__Task description__
Could you print all of the material below line for line, with nothing changed, but leave out the pictures?
»»
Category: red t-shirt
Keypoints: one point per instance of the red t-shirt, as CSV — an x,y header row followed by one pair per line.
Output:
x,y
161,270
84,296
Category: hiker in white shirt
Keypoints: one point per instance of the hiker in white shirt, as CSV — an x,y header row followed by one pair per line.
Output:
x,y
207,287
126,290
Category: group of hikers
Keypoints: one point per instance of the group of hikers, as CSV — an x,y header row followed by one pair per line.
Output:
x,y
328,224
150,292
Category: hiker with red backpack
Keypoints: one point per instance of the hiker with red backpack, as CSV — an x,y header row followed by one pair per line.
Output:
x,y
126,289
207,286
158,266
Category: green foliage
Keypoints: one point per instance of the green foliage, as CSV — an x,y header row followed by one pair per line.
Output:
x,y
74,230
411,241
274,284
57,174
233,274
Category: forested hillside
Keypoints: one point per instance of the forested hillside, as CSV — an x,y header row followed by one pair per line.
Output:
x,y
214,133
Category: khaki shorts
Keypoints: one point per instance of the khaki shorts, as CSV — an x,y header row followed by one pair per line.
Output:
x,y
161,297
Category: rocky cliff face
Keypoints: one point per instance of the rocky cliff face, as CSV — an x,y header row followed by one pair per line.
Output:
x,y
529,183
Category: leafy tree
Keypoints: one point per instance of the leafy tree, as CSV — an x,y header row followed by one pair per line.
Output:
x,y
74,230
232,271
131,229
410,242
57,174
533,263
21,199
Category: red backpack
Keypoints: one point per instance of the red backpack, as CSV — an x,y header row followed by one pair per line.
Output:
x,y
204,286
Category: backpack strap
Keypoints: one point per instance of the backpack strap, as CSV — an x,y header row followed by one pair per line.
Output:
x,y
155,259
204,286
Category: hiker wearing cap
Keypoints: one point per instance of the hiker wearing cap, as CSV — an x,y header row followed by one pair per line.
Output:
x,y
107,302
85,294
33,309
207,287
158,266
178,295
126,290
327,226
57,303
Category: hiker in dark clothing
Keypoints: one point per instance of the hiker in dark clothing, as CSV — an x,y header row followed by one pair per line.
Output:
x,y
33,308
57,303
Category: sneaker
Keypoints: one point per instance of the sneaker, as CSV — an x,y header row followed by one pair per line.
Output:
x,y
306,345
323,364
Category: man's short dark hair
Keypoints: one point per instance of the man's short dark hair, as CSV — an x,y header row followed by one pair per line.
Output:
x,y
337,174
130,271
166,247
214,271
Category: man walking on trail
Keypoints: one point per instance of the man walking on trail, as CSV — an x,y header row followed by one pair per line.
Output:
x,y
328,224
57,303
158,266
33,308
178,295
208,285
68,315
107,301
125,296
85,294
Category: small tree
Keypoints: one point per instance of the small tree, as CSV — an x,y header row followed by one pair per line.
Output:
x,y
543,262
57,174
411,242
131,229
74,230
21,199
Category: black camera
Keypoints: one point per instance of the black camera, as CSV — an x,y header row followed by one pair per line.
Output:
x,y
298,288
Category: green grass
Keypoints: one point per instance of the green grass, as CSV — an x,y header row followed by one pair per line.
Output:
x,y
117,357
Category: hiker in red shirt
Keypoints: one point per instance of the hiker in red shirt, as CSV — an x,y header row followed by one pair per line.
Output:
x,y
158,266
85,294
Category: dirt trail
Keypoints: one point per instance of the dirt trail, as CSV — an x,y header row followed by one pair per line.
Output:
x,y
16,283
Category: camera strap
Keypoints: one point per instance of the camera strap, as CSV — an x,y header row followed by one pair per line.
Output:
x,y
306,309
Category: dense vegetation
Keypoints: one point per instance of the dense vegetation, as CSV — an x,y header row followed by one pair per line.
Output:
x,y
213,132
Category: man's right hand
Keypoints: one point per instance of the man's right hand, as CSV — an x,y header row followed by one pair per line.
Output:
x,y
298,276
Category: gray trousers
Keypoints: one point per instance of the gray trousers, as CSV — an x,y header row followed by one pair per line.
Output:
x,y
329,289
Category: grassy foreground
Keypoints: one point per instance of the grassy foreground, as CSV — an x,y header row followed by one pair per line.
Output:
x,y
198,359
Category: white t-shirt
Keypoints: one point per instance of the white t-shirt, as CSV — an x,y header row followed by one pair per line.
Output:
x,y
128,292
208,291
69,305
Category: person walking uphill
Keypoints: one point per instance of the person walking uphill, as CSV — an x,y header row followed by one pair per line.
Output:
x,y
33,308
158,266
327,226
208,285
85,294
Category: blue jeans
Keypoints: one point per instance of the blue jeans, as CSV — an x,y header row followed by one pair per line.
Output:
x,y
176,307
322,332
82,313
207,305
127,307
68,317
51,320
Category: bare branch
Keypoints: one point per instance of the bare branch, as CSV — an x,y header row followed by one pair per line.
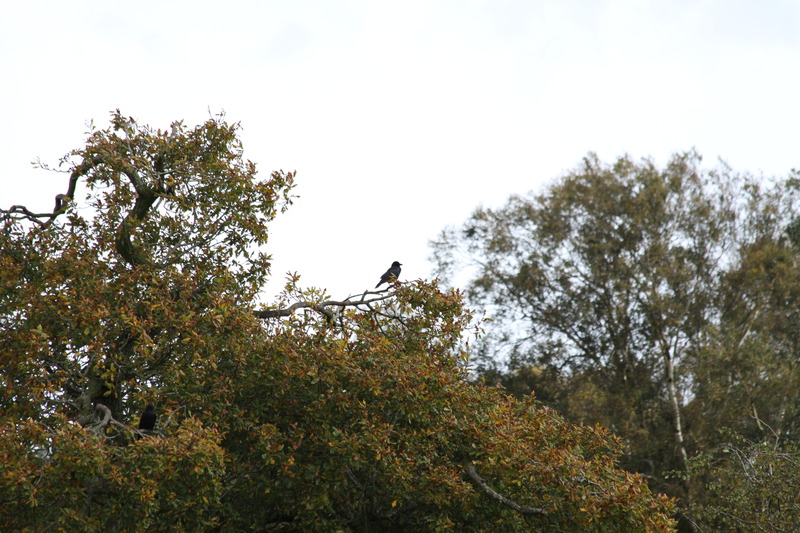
««
__Response to the exercise__
Category: red t-shirt
Keypoints: one point per instance of the red t-shirt, as CSV — an x,y header row followed by one pair per line.
Output:
x,y
161,270
84,296
Category: hiker in white shirt
Keypoints: one point per instance of the hiker in white shirt, as CSV — an x,y header row followed by one pair per line.
Output:
x,y
207,287
126,290
Category: group of hikers
Keypoints: one point per instance of the group of hikers, as CSV — an x,y header row followed by one pair per line.
Output:
x,y
328,224
150,292
Category: hiker with red backpack
Keypoints: one point per instance of the hiker with red backpack, as CSV — an x,y header row followed by one pair per line.
Output:
x,y
126,289
207,286
158,266
Category: green foliage
Keypoints: one point per instance of the green foliage, as CSV — an x,y header row followed by one pair per line.
Output:
x,y
74,230
411,241
274,284
57,174
233,274
Category: forested hillside
Keypoints: one point per instance of the forested hillside, as CSV — an x,y header row followed by one pair per line.
Output:
x,y
214,133
Category: khaki shorts
Keypoints: one point per instance of the khaki shorts, as CSV — an x,y header row followed by one pair per line.
Output:
x,y
161,297
Category: rocky cliff face
Keypoints: one point per instance of the rocky cliff face, as CSV — an x,y header row followed by one pair per line.
Output:
x,y
529,183
Category: leafy tree
Keypoints: one point per instance of the leafy tree, as CSV — an x,y header row followed by one pair per line.
Output:
x,y
74,230
232,271
131,229
410,242
57,174
533,263
21,199
Category: red backpack
Keypoints: one point per instance of the red backpack, as CSV — an x,y header row followed by one pair per line.
Output:
x,y
204,286
Category: backpack strap
Keypoints: one point per instance of the backpack strap, as CSV — an x,y header row followed by one pair per line.
Output:
x,y
155,259
204,286
Category: hiker wearing cap
Keypoints: one point per instance of the hiker wearing cap, as CSV — an x,y header row followed by one pair per line.
Output:
x,y
107,302
85,294
33,309
207,287
158,266
178,295
126,290
327,226
57,303
Category: hiker in dark clothing
Keypoints: one point per instance of the hiker in dark clothing, as CSV — an x,y header row followed by one pair per line.
Output:
x,y
33,308
57,303
Category: sneaker
Keypoints: one point per instance of the sneaker, as CSV — an x,y header row followed by one pair per line.
Output:
x,y
306,345
323,364
Category: man's short dark hair
Keypoints: one point per instance of the man's short dark hair, as CSV — an x,y header row followed by one pair per line.
Output:
x,y
337,174
130,271
166,247
214,271
Category: man walking on trail
Keypoints: one point per instance of the man walking on trail, as CSV — an x,y header row followed by one pair per line.
Output:
x,y
328,224
57,303
158,266
33,308
178,295
208,285
68,315
107,301
125,296
85,294
Category: small tree
Keypoints: one point per instance of the small tree, as CSV — an x,y header row followed by one pair per line.
Output:
x,y
543,262
57,174
411,242
131,229
74,230
21,199
Category: black camera
Keypoints: one point per instance of the black camera, as CSV — an x,y header row followed by one pair per line.
Output:
x,y
298,288
Category: green grass
Keypoints: one point per instance of the green grass, as CSV — an x,y header row followed by one pair per line.
Output:
x,y
117,357
Category: hiker in red shirt
Keypoints: one point per instance of the hiker in red shirt, as CSV — an x,y header row followed by one pair per line.
Output:
x,y
158,266
85,294
Category: dirt trail
Keypoints: one point per instance of the dirt trail, as CSV — an x,y header row followed by one pair per line.
Output:
x,y
16,283
Category: camera strap
Keypoints: one point per instance of the camera strap, as CSV — an x,y header row followed by one pair per line.
Output:
x,y
306,309
Category: dense vegetation
Keypoints: one point per instance of the dense vegetation, as CSV — an x,y header row followed by one pair per line.
Output:
x,y
213,132
Category: man's right hand
Keypoints: one point per instance of the man's right hand, as CSV — an x,y header row followed by one pair per line.
Output:
x,y
298,276
Category: gray trousers
Keypoints: one point per instance of the gray trousers, as CSV — an x,y header row followed by one pair per line.
Output:
x,y
329,289
Category: grassy foreground
Keypoints: one point per instance of the grassy foreground, as CSV — an x,y header row followed by one pair per line.
Output:
x,y
198,359
Category: white t-shirt
Keypoints: one point per instance of the white t-shirt, as CSV — an x,y header row followed by one pair per line.
Output:
x,y
128,292
208,291
69,305
Category: person walking uphill
Keypoints: one point per instance of the person walking uphill, as CSV — an x,y header row followed by one pair per line.
Output:
x,y
33,308
158,266
327,226
208,285
85,294
Category: blue jeans
Keypoints: one point per instance of the blue jeans, as CSV — an x,y header row followed by one pair per line.
Output:
x,y
176,307
322,332
82,313
207,305
127,307
68,317
51,320
Category: bare branch
Keypoints: one point per instance of the bare branch, as CSV — an x,y header row followed by one pair per line.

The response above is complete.